## Passage to read:
::::::::
Ideally the roads on a good route should be quiet, nicely paved or gravel if you are looking for more of an adventure, scenic and many appreciate a few challenges along the way in the form of  climbs or hills though it will depend on where you are. Whether you are visiting a new area and you want to make the most of your time out on the bike or you are just looking for something different in an area you are familiar with, here are the tools you can use to map out a fantastic route:

Google Maps

Perhaps the navigation took familiar with the most number of people is Google Maps which can help you find the fast route from point A to point B regardless of your mode of transportation. Google can suggest bike routes but you are not able to then turn that route into a GPX or TCX file to upload it onto a bike computer. The suggested routes also don’t take into account you are riding for leisure and will often take you on bike paths perhaps not suitable for a group ride.

I have found the most helpful part of using Google Maps is the street view function. Once you have a route in mind you can check the roads you have chosen to ride on. Perhaps you will find out one of the roads is actually a minor highway or is rough gravel allowing you the chance to reroute yourself before getting their on your bike and realizing your mistake.

Use Google Maps to check the types of roads you are planning on riding to ensure they aren’t too busy or a surface you aren’t prepared to ride. Reference Google Maps after creating a route in one of the other ways described below.
::::::::
## Given instruction 1:
Count how many lines in the entries contain the string "white", matching case exactly, and reply with only that number.
The passage and the entries come from different sources.
::::::::
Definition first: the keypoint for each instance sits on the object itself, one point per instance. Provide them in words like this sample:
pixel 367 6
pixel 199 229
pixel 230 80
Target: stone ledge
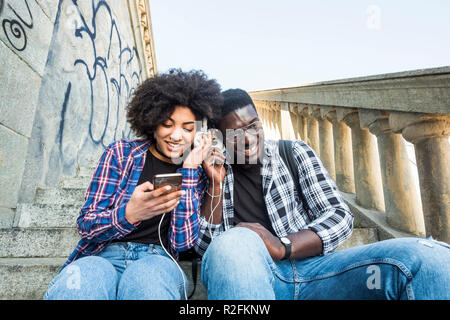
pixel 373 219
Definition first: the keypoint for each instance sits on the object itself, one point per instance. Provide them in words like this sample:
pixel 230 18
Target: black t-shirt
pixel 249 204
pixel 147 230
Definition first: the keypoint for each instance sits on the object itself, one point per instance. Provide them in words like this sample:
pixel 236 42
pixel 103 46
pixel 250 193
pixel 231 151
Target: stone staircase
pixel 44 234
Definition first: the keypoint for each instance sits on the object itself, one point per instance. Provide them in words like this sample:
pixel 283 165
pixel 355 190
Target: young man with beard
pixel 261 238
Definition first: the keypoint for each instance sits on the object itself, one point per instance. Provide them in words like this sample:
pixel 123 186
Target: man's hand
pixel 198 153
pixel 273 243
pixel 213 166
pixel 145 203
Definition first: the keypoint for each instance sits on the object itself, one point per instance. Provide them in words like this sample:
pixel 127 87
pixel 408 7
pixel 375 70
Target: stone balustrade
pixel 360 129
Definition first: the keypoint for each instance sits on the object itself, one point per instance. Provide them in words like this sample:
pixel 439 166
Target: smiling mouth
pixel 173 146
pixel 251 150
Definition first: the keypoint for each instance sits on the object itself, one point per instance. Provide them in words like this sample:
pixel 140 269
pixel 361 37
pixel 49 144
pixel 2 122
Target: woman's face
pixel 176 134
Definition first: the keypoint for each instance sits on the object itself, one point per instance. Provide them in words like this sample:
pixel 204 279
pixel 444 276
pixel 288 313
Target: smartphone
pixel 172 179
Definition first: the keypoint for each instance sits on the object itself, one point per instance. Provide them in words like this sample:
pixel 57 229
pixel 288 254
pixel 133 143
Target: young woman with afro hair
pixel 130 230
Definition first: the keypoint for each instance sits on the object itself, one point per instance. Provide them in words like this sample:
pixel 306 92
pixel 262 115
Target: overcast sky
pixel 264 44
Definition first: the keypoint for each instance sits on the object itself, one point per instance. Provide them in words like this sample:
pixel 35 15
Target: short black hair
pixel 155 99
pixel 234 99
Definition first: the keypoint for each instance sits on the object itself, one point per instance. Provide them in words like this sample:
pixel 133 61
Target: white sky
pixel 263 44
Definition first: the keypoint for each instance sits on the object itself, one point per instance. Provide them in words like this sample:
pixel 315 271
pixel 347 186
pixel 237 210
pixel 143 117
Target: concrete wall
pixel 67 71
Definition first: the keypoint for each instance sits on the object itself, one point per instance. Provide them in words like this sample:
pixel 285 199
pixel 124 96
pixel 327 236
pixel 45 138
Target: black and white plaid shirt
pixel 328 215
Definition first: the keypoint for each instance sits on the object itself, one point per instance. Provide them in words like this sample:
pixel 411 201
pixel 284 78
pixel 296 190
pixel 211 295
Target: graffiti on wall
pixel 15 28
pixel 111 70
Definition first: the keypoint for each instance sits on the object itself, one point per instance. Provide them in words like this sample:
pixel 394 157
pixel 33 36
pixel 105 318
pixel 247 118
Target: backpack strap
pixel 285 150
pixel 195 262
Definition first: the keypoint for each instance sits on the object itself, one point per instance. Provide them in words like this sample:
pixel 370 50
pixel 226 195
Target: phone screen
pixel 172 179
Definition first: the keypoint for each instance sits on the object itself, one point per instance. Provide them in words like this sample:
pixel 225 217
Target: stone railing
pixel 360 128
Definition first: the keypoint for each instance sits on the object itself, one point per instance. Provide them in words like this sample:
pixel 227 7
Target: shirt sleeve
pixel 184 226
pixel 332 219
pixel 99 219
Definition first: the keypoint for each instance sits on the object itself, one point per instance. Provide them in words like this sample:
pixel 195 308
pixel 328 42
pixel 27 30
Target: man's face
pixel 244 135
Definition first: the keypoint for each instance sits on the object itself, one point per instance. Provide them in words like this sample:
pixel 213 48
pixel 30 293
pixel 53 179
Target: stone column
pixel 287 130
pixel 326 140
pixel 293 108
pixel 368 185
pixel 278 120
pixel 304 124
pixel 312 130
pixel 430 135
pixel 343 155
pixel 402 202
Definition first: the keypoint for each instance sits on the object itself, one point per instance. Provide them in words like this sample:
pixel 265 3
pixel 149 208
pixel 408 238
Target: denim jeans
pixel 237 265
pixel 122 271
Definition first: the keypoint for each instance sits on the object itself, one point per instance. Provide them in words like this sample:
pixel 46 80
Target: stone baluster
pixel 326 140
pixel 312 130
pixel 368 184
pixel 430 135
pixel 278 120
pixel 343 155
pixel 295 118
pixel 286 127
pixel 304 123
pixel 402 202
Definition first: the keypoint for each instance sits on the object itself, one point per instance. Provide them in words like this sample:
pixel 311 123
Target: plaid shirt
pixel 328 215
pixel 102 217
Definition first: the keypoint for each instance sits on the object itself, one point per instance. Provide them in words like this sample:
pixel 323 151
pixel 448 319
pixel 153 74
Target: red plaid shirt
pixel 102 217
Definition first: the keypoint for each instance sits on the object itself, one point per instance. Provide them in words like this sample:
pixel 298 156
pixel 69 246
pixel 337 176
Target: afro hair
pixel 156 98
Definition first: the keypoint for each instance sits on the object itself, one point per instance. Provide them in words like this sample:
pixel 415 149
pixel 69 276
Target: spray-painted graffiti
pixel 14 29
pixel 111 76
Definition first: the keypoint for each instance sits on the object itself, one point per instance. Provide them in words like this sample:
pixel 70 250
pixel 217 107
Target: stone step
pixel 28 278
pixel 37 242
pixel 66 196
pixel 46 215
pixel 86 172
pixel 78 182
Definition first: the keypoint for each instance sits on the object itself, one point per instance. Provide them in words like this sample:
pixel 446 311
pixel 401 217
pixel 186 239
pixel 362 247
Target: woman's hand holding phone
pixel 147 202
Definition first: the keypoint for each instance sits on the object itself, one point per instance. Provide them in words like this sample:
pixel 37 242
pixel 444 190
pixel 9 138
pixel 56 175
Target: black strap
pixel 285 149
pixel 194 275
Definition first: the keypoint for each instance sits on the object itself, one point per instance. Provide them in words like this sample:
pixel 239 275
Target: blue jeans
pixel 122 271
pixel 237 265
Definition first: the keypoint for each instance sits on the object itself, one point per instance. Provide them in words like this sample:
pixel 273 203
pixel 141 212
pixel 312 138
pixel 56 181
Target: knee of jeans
::::::::
## Given instruction 2:
Write what comes next in the passage on planning bike routes, starting right after its last sentence.

## Output 1:
2

## Output 2:
Millions of activities have been uploaded to Strava by athletes around the world making it perhaps the best place to start when designing a route. Using the explore feature you can find the most ridden Strava segments in the area. You can then begin playing around with the mapping function which is one of the most user friendly ones I have used. If you just select two points on the map, Strava will send you on the most popular route between those two points. To make the ride even better though make sure to find interesting segments such as notable climbs. Then double check all the roads using Google Maps street view to ensure it hasn’t told you to take busy roads or gravel you aren’t prepared to ride.

Use Strava heat maps and the mapping function to create a great route and then download the TCX or GPX file to upload to your Garmin or other GPS device with navigation. You can share the route with others by simply sharing the link, a useful feature if it will be ridden by different groups or riders of different abilities.


Map My Ride is another site that allows you to track your rides and offers a bank of routes others have mapped out. If you are looking for inspiration for a route this is a great place to begin exploring your options. You can sort routes by their popularity and then begin sifting through them in order to find the one that suits what you’d like to do. You can also use a navigable map in order to find routes others have mapped. This is especially helpful if you are traveling somewhere more remote. Just scroll to the desired area and tap Search This Map Location. You can also search by your location and help it narrow down the list by giving desired length and using a keyword that could help find just the route you are looking for in the database. MapMyRide also has a create route function.

Use Map My Ride to discover possible routes in different areas. While they may not be exactly the length you want or depart from the right spot, the routes others have created can give you inspiration. Use their mapping function to then create your own route.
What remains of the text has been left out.